### REQUIRED ACTIONS
(a) From the passage on going vegan, reproduce the part that opens with the words containing "One thing I" and closes with "in their production.".
(b) Answer these questions using the passage on going vegan:
(i) Besides diet, what three things does the writer give as examples of what they now needed to abstain from?
(ii) What does the writer say the meat industry causes more pollution and greenhouse gases than?
(iii) Which two human-rights causes does the writer name as ones they are involved in?
(c) Extend the passage on going vegan with new writing that follows on from its last sentence.

::: SOURCE :::

One thing I didn’t know when I first went vegan was how much more there is to it than just diet. There are so many things which I had never even thought about which I now needed to abstain from. For example, wool, down, and animal-tested cosmetics. I had many items which I needed to replace, and had to do a lot of research into cosmetics and cleaning products to find out which ones were ethical. These were things I had never even considered before, but finding out about the huge scale of animal abuse that goes on in these industries was a real eye-opener for me. Everyone knows where meat comes from, but there are some things that don’t even occur to you that have an unfortunate amount of suffering involved in their production.
Another question I get asked a lot is “What about human suffering? Isn’t that more important to deal with?” which I think is a really interesting question. The fact is that the meat industry does contribute indirectly to human suffering, in that the majority of the world’s food and water resources go to animals reared for meat, and so theoretically we could end world hunger if we abolished the meat industry and instead distributed our resources fairly. People are also surprised to hear the statistic that the meat industry causes more pollution and greenhouse gases than all the world’s transport systems put together! But the other angle is that we don’t need to pick just one issue to target, we can address several at once, and being an animal-rights advocate does not mean I can’t be a human-rights campaigner too. I am also very involved in women’s rights, LGBTQ rights, and several other human issues.

::: SUPPLIED RECORDS :::

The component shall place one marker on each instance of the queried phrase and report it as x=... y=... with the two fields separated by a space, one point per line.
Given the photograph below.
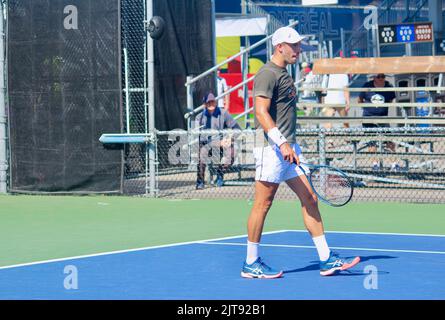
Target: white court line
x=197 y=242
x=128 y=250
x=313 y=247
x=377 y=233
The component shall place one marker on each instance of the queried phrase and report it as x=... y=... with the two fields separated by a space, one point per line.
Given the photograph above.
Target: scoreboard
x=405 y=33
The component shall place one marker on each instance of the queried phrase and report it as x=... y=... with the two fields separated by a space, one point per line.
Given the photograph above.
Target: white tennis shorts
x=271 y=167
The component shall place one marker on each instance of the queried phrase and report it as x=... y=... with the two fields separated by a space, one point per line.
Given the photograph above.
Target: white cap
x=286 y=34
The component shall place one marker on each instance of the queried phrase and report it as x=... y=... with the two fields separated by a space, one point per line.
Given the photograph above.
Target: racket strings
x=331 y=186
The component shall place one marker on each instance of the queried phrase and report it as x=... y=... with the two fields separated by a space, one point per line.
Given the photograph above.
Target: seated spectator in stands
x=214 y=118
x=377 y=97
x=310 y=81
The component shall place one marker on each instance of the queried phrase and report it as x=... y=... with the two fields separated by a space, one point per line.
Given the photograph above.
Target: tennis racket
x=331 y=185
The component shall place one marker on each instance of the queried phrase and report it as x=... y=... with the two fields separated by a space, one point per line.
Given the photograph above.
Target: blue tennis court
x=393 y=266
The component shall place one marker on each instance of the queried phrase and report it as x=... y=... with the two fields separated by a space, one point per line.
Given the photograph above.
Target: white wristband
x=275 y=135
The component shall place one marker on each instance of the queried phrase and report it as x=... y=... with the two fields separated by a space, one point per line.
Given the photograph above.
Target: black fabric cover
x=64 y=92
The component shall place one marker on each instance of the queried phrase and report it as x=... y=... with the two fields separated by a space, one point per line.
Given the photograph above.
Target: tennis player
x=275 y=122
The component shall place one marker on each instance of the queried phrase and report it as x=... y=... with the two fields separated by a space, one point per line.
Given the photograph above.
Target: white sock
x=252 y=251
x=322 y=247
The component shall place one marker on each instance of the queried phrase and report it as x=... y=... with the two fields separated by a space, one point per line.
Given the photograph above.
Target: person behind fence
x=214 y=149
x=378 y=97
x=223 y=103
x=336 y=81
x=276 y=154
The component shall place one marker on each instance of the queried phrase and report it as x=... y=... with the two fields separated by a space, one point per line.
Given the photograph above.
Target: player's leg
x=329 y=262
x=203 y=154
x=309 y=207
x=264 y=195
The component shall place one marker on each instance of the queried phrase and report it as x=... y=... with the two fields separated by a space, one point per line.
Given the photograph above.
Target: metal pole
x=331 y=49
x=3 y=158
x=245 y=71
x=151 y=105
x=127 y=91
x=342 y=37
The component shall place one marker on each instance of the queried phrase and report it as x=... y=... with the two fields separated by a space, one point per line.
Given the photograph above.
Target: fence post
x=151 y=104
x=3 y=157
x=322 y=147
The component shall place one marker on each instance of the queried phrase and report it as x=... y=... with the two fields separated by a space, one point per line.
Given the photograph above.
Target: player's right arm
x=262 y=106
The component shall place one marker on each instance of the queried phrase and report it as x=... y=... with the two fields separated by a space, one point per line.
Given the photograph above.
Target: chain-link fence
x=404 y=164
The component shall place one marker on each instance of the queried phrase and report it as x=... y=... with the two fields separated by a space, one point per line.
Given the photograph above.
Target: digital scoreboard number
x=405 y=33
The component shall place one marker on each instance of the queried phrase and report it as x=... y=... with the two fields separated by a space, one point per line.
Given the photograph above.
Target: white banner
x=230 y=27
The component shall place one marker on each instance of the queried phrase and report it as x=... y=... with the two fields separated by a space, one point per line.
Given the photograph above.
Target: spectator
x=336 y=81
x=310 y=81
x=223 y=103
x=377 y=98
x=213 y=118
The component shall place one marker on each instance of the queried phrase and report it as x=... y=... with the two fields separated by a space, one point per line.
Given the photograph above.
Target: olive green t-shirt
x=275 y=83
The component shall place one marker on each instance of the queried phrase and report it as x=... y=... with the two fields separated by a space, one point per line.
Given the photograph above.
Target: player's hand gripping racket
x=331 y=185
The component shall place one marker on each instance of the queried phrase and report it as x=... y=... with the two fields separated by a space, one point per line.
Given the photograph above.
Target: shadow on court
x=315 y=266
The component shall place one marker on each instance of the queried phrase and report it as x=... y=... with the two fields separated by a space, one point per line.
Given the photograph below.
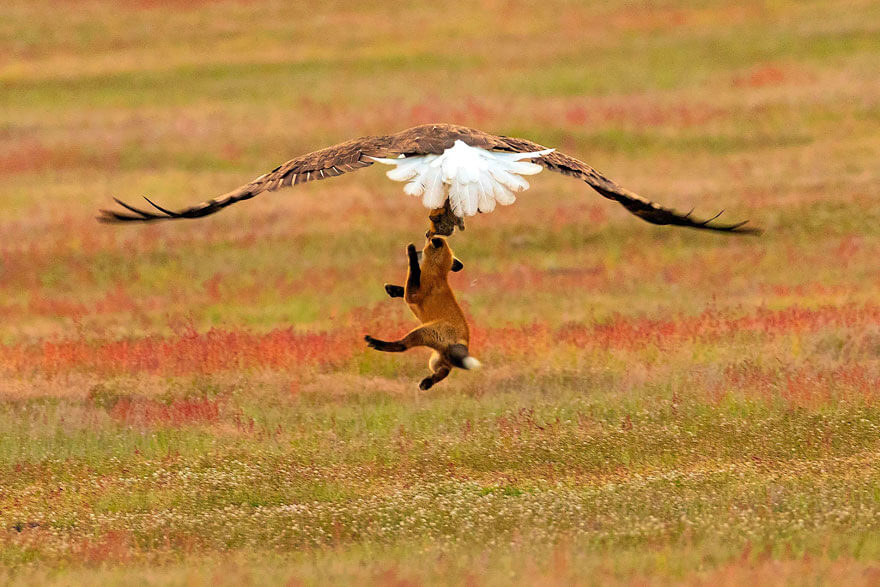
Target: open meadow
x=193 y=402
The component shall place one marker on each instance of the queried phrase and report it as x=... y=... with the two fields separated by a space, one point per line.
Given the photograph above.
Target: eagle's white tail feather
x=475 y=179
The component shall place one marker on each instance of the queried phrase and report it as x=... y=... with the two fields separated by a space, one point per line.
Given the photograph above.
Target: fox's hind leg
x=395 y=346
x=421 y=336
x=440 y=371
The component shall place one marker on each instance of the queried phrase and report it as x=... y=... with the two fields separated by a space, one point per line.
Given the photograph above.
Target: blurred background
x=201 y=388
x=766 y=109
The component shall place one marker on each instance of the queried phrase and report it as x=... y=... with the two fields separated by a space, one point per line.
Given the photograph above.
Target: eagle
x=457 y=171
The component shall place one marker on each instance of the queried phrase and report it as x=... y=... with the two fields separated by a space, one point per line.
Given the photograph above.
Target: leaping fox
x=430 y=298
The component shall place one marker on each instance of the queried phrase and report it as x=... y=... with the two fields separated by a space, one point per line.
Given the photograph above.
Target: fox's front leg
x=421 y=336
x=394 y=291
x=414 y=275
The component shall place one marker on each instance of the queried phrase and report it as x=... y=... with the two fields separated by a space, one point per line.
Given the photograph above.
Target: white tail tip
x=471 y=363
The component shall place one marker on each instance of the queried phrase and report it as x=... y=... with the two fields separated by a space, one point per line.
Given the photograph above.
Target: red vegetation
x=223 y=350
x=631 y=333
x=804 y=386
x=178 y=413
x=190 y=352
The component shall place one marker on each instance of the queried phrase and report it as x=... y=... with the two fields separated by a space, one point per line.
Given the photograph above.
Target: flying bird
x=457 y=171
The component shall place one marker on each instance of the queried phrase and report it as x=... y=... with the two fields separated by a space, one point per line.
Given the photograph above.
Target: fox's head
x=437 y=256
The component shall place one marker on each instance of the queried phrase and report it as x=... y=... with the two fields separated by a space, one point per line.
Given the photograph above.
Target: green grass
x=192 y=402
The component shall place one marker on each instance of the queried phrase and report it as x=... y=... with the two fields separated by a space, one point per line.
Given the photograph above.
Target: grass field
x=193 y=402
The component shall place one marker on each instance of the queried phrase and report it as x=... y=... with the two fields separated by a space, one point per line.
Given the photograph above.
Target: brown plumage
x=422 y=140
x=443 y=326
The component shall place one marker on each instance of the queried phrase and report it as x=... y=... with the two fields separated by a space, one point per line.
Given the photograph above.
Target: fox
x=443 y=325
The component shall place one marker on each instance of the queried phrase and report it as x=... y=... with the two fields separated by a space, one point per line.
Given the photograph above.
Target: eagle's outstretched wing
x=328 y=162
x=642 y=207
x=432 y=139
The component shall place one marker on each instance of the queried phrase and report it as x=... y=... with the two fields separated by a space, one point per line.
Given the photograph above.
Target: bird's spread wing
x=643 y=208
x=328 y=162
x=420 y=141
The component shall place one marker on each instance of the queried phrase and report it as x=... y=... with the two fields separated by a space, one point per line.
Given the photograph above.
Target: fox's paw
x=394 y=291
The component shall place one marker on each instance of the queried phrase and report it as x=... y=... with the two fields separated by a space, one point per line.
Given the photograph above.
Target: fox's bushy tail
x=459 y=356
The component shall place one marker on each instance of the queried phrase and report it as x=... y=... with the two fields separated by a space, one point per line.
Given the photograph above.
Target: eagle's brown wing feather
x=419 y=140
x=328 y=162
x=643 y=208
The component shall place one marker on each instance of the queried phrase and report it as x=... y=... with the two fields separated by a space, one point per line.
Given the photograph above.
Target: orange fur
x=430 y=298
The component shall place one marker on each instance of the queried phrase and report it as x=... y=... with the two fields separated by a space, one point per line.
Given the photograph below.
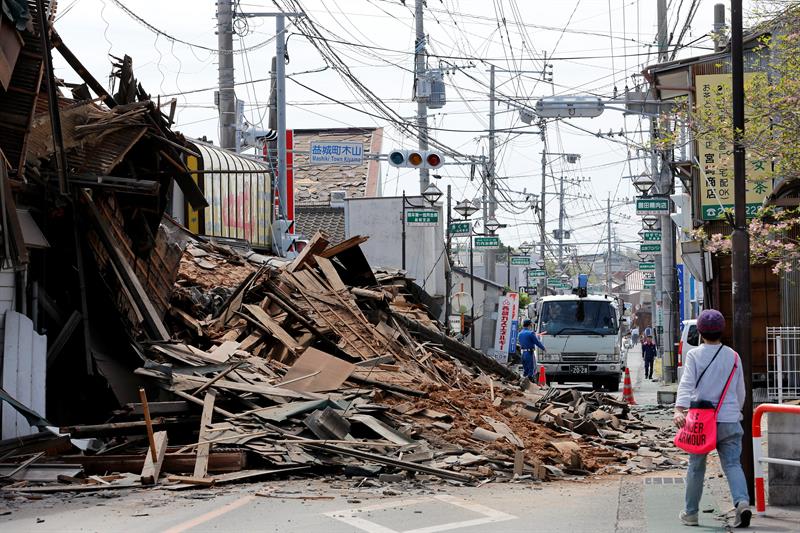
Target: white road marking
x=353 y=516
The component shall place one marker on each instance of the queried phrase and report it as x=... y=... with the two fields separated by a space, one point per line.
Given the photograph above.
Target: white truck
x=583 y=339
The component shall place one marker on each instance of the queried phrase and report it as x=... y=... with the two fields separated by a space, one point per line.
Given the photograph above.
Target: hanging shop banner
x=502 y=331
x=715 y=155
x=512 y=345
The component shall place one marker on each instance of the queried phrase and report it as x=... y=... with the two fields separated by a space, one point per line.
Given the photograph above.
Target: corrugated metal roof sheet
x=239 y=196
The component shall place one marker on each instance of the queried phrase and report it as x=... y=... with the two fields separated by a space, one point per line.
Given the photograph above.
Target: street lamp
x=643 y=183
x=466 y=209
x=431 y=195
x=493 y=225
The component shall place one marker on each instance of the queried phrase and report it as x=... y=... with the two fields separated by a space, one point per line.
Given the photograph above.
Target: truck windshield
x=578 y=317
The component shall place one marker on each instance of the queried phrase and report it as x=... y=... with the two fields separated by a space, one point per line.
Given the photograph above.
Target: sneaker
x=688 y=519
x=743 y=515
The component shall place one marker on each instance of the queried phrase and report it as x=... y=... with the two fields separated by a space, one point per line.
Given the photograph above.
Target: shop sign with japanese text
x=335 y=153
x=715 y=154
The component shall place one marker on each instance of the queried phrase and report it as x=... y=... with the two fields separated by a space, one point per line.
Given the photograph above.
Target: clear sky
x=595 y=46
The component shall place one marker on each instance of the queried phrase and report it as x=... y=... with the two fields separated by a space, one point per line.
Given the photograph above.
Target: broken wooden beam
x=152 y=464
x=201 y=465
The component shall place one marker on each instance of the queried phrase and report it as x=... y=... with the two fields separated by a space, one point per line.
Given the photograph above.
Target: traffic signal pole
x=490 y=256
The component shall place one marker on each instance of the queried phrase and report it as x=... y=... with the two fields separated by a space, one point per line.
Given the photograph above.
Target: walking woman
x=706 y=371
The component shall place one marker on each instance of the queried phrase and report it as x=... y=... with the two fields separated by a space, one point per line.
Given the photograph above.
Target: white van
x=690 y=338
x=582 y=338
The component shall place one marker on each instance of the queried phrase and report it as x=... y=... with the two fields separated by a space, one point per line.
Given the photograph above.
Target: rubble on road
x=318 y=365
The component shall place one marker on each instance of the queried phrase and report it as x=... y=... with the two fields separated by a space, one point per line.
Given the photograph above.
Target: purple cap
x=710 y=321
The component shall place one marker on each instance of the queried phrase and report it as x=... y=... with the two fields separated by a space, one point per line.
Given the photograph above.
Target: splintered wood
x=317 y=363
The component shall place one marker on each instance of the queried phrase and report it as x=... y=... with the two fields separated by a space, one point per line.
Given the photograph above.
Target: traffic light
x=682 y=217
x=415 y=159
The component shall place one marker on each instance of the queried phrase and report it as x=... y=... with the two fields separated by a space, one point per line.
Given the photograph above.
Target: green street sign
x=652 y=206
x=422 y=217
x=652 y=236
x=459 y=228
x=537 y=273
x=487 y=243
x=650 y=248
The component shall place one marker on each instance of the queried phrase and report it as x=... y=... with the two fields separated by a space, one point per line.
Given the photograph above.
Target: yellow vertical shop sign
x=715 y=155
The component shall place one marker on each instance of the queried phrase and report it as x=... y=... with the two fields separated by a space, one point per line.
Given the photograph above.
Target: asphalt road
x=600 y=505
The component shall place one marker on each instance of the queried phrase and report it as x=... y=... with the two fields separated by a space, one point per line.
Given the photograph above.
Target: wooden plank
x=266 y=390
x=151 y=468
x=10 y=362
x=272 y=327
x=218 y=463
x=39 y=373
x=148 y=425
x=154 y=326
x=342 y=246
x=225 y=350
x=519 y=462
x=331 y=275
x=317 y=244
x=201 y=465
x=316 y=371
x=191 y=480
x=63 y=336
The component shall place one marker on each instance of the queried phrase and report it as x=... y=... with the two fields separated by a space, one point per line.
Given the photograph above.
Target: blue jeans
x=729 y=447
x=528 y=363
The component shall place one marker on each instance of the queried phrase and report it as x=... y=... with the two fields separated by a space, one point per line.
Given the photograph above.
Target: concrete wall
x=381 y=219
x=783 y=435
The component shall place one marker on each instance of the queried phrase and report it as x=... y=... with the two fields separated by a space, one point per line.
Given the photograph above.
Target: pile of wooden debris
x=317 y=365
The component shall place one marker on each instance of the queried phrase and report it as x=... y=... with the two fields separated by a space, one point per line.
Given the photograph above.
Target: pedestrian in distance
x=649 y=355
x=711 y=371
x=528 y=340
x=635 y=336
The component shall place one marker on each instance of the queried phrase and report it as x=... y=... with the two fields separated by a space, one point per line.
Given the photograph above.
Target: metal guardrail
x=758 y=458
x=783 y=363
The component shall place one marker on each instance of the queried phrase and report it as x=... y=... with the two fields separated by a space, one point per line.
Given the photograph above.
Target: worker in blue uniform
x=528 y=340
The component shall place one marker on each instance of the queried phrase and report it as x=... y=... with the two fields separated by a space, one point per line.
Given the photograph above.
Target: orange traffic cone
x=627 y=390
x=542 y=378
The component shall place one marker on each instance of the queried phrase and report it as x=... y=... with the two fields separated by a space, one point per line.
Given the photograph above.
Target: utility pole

:::

### OUTPUTS FOR THE TASKS
(a)
One thing I didn’t know when I first went vegan was how much more there is to it than just diet. There are so many things which I had never even thought about which I now needed to abstain from. For example, wool, down, and animal-tested cosmetics. I had many items which I needed to replace, and had to do a lot of research into cosmetics and cleaning products to find out which ones were ethical. These were things I had never even considered before, but finding out about the huge scale of animal abuse that goes on in these industries was a real eye-opener for me. Everyone knows where meat comes from, but there are some things that don’t even occur to you that have an unfortunate amount of suffering involved in their production.

(b)
(i) Wool, down, and animal-tested cosmetics.
(ii) All the world's transport systems put together.
(iii) Women's rights and LGBTQ rights.

(c)
If I could give one piece of advice to people trying out veganism for the first time it would be: take it slow, the key is progress not perfection. As I mentioned earlier, it took me a long time to realise all the different ways in which animals are suffering at our hands, but you pick up information along the way, and every day is a chance to learn and try something new. Also, don’t be ashamed to be different. It is hard being the only vegan in your group of friends, but this means you have a chance to show people just how easy and fun being vegan can be. You have the opportunity to plant the seed in someone else’s mind, so don’t shy away from their questions, or from dinner party invitations. It is up to us to pioneer this new way of thinking and living, and we should be proud in the knowledge that we are taking a stand for what’s right, and paving the way to a fairer and more peaceful future.